-- TRY IT --
Write out the records that appear below, verbatim and complete, but without pictures.
*** MATERIAL SHOWN Section Begins ***
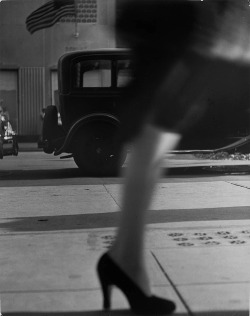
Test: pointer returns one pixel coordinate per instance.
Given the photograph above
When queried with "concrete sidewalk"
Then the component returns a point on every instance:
(197, 247)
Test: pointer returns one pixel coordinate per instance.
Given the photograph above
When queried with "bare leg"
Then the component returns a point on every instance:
(142, 174)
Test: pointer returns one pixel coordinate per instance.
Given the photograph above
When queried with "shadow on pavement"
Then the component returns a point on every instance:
(38, 174)
(111, 219)
(126, 313)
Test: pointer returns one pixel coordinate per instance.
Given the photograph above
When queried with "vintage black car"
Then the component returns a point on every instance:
(90, 84)
(90, 87)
*** MATERIAL SHOWN Section Ends ***
-- RESULT OF THE TASK --
Test: pointer returns one pixel coordinate per instance.
Given the photograph above
When queried with "concrete sidewalk"
Then the component returns a point on every instance:
(197, 247)
Test: pointer returns one pixel coordinate per instance.
Given the photograph above
When queried with "bare leg"
Then the component returns a point on every instance:
(142, 174)
Test: pointer returns one pixel coordinate per instance.
Given the photograph above
When queried with "shadow on pavement"
Then the component returns a point on every instance:
(38, 174)
(111, 219)
(126, 313)
Test: pointer returns one pixel coordinate per instance.
Given the photograph above
When queried with "vintage black car"
Then the component returns a point on every instance:
(90, 84)
(90, 87)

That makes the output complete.